═════ Data shown

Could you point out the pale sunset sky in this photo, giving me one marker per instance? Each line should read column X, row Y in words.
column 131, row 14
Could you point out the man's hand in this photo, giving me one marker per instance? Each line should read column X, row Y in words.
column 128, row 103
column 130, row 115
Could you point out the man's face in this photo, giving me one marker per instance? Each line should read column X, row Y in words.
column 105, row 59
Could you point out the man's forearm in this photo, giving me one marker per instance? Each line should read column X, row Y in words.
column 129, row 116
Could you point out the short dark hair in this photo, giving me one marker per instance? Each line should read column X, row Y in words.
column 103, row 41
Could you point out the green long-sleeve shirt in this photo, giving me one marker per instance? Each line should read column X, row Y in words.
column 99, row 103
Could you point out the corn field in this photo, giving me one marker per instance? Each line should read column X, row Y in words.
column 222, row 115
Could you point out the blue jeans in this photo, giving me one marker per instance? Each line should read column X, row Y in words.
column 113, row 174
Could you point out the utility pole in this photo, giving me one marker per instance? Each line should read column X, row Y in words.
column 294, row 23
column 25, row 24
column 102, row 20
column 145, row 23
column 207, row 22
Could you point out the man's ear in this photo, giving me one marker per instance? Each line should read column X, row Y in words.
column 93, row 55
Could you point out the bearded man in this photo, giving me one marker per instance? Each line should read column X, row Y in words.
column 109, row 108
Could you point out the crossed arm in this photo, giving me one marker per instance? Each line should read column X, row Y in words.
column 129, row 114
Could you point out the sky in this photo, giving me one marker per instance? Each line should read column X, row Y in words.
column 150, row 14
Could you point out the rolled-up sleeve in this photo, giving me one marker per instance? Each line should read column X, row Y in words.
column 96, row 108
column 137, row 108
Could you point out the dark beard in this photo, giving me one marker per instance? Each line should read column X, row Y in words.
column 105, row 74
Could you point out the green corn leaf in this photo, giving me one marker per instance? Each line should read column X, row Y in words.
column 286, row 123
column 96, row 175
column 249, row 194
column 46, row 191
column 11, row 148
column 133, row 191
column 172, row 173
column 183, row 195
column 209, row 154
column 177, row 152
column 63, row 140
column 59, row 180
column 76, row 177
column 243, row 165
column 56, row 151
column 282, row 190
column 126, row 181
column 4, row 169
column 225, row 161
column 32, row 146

══════════

* What the task requires *
Repeat each of the entries exactly as written.

* Your solution *
Could you point out the pale sunset sky in this photo, giving me one marker per instance? Each line should read column X, row Y in words.
column 131, row 14
Could you point out the man's hand in this photo, giving me one marker per instance? Each line should read column X, row Y in words.
column 128, row 103
column 130, row 115
Could you point out the man's face in this photo, giving me one marker per instance? Each line should read column X, row Y in words.
column 105, row 59
Could you point out the man's forearm in this photo, giving me one marker per instance? Each line should read column X, row Y in words.
column 129, row 116
Could you point out the short dark hair in this photo, giving me one marker per instance? Each line should read column X, row Y in words.
column 103, row 41
Could you point out the green long-sleeve shirt in this photo, giving me one marker per instance? Each line should read column X, row Y in words.
column 99, row 103
Could you point out the corn field in this photo, giving me one marker per instance? Each line should read column X, row Y in words.
column 222, row 115
Could you point out the blue jeans in this photo, giving me one marker per instance? Each line should read column X, row Y in words.
column 113, row 174
Could you point out the utility pole in this photo, giving me one marker per instance? Each line should read column X, row Y in words.
column 294, row 23
column 25, row 24
column 102, row 20
column 145, row 23
column 207, row 22
Could you point out the man's ear in this photo, giving me one marker per instance? Each line should read column X, row Y in words.
column 93, row 55
Could you point out the bearded man in this photo, giving me one marker per instance? Each line should read column X, row Y in words.
column 109, row 108
Could you point out the crossed arm in this photo, giving me one marker per instance? Each line should read column X, row Y in words.
column 129, row 114
Could you point out the sky in this photo, giving me one marker per instance? Each line should read column X, row Y in words.
column 150, row 14
Could you point out the rolled-up sleeve in this photo, giving me one marker per instance? Each line should read column X, row Y in words.
column 96, row 108
column 137, row 108
Could you point out the dark beard in this photo, giving me one marker per instance? Each line should read column X, row Y in words.
column 105, row 74
Could you point out the green corn leaf in this photo, giving me one marker per instance? Each line should read column X, row Y in words.
column 286, row 123
column 96, row 175
column 249, row 194
column 46, row 191
column 11, row 148
column 133, row 191
column 172, row 173
column 183, row 195
column 209, row 154
column 177, row 152
column 63, row 140
column 59, row 180
column 76, row 177
column 243, row 165
column 56, row 151
column 282, row 190
column 126, row 181
column 4, row 169
column 225, row 161
column 32, row 146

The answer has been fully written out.